**Data records**:
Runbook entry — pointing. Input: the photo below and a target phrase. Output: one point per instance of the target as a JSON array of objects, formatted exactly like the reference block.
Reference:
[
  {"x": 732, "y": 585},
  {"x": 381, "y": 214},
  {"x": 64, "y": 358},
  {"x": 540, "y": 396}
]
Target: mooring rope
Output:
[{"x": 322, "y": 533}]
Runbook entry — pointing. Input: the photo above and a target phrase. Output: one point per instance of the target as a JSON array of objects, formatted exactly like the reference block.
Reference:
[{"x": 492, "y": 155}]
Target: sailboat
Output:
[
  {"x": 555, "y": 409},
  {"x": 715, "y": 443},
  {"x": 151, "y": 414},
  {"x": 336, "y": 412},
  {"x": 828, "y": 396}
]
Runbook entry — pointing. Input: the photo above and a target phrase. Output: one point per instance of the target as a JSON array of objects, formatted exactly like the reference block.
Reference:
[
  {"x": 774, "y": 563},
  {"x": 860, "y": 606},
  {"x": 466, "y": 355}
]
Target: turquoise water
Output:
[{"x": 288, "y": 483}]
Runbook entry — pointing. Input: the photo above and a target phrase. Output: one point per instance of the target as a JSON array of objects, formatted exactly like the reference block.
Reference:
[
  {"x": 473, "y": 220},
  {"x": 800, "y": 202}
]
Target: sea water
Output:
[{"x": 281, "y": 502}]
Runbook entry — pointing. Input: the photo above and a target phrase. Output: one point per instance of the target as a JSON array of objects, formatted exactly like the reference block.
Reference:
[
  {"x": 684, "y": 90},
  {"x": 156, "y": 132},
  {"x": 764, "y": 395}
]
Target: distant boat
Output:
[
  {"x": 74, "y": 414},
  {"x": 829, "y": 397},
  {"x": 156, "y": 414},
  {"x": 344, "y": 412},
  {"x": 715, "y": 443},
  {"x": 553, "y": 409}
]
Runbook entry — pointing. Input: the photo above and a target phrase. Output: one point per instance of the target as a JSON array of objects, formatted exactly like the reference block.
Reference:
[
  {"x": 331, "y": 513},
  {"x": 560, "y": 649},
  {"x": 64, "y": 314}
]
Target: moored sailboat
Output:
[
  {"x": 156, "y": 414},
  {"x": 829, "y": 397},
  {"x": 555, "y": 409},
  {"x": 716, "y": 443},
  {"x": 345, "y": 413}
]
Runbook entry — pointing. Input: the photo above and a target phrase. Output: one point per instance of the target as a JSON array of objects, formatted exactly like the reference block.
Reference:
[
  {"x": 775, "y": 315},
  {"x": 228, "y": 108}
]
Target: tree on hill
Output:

**Your goal**: Copy the data. Make sure every line matches exactly.

**Written answer**:
Runbook entry — pointing. Input: the photo below and a target phrase. Output: one point per instance of the target as a JSON array of objects, formatted exactly like the reference block.
Reference:
[
  {"x": 732, "y": 585},
  {"x": 381, "y": 214},
  {"x": 64, "y": 358},
  {"x": 540, "y": 396}
]
Target: mooring rope
Output:
[{"x": 322, "y": 533}]
Runbook entry — pointing. Input: the photo above and a target phrase. Output: one point per instance of the target as a JSON array of objects, formatted exactly like the reference block.
Reference:
[{"x": 492, "y": 155}]
Target: sailboat
Output:
[
  {"x": 555, "y": 409},
  {"x": 715, "y": 443},
  {"x": 151, "y": 414},
  {"x": 336, "y": 412},
  {"x": 828, "y": 396}
]
Runbook entry — pointing. Input: the photo above and a target phrase. Output: one point per instance of the target as a JSON array of objects, formatted exactly like the reference block.
Reference:
[
  {"x": 774, "y": 563},
  {"x": 860, "y": 606},
  {"x": 466, "y": 355}
]
Target: turquoise water
Output:
[{"x": 288, "y": 483}]
Runbook entry — pointing. Input: the photo above and a target phrase. Output: one point per instance of the target as a JSON array of objects, formatted exactly like the reference block.
Reference:
[
  {"x": 473, "y": 220},
  {"x": 800, "y": 202}
]
Target: sea water
Output:
[{"x": 281, "y": 502}]
Runbook entry — pointing. Input: the photo above and a target phrase. Output: one point per instance of the target as a JSON array of objects, formatted exactly like the reference block.
Reference:
[
  {"x": 684, "y": 90},
  {"x": 156, "y": 132},
  {"x": 764, "y": 395}
]
Target: distant boat
Output:
[
  {"x": 74, "y": 414},
  {"x": 829, "y": 397},
  {"x": 156, "y": 414},
  {"x": 344, "y": 412},
  {"x": 715, "y": 443},
  {"x": 553, "y": 409}
]
Runbook entry — pointing. Input: the photo above and a target phrase. Output: one point per instance of the target as a JSON array of objects, formatted exactly like the reference block.
Reference:
[
  {"x": 331, "y": 513},
  {"x": 560, "y": 649},
  {"x": 64, "y": 314}
]
Target: moored sailboat
Output:
[
  {"x": 156, "y": 414},
  {"x": 829, "y": 397},
  {"x": 555, "y": 409},
  {"x": 716, "y": 443},
  {"x": 345, "y": 413}
]
Runbook entry — pointing. Input: the photo above and a target phrase. Output: one point per instance of the target as a JSON array of objects, formatted exactly like the reference block.
Reference:
[
  {"x": 775, "y": 315},
  {"x": 228, "y": 108}
]
Target: tree on hill
Output:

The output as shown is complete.